===== DATA EXTRACT =====

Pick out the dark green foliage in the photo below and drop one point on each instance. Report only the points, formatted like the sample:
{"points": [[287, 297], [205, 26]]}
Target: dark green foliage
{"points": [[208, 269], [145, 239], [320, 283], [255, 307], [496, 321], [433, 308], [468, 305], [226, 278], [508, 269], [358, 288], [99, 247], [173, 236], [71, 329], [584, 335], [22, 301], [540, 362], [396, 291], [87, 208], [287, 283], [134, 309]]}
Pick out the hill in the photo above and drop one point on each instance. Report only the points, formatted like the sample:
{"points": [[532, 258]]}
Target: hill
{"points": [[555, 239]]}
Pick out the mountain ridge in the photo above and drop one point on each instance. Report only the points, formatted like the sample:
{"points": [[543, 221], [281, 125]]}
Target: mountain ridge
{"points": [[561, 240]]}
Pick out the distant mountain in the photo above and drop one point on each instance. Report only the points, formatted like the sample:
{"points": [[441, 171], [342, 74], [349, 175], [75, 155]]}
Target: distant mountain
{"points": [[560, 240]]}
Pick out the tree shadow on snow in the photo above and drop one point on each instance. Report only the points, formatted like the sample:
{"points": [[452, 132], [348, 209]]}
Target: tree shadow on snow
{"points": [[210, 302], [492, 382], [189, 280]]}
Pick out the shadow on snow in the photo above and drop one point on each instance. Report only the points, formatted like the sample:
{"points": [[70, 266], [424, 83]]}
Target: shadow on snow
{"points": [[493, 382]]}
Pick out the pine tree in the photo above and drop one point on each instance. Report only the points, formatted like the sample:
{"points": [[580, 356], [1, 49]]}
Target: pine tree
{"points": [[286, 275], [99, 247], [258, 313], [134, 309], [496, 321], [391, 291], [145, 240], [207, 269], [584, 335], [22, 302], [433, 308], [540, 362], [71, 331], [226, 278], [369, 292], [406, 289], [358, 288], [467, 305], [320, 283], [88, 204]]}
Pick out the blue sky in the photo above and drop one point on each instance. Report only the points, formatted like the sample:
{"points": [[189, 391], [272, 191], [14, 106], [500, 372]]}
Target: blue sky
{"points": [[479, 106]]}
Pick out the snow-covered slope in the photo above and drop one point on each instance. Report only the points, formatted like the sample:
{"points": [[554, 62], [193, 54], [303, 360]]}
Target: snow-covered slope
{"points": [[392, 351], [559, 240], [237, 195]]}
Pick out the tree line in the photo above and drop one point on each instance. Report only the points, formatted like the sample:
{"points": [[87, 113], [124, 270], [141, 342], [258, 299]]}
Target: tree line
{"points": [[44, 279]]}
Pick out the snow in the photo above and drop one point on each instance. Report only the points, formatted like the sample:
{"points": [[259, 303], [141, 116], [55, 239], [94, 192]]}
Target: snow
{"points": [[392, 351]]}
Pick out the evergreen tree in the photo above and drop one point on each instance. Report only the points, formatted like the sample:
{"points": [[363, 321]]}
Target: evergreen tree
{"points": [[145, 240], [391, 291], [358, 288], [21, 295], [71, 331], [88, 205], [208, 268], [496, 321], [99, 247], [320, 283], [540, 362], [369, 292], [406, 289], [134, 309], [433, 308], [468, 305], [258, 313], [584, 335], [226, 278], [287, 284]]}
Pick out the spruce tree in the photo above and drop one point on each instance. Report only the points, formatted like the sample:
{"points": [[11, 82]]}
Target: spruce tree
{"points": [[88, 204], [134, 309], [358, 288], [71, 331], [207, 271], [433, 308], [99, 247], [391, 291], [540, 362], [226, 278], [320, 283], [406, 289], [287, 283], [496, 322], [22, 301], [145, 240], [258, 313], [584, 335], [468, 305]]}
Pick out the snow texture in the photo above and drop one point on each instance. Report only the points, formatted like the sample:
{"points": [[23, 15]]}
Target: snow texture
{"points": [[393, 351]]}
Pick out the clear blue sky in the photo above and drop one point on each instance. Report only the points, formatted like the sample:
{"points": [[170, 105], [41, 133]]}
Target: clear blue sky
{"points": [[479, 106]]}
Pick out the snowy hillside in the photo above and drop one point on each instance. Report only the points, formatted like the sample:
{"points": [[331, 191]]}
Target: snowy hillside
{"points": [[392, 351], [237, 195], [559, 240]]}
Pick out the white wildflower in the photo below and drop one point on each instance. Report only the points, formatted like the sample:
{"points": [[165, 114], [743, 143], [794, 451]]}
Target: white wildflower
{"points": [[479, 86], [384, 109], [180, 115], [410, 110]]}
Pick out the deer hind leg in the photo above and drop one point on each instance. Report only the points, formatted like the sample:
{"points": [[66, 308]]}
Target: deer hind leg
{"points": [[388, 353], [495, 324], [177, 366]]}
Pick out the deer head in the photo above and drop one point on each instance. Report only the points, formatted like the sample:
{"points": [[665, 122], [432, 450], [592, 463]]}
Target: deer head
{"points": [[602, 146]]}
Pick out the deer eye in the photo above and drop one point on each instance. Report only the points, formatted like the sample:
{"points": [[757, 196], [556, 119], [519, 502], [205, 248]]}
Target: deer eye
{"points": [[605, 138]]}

=====

WHAT YOU NEED TO DO: Repeat the entry lines verbatim, starting at the line containing "Pick out the evergreen" and ending at the line containing "Target: evergreen tree".

RESPONSE TO THIS TASK:
Pick out the evergreen tree in the photo above and drop one point on each instance. Report only the points, formatted like the sample:
{"points": [[363, 321]]}
Target: evergreen tree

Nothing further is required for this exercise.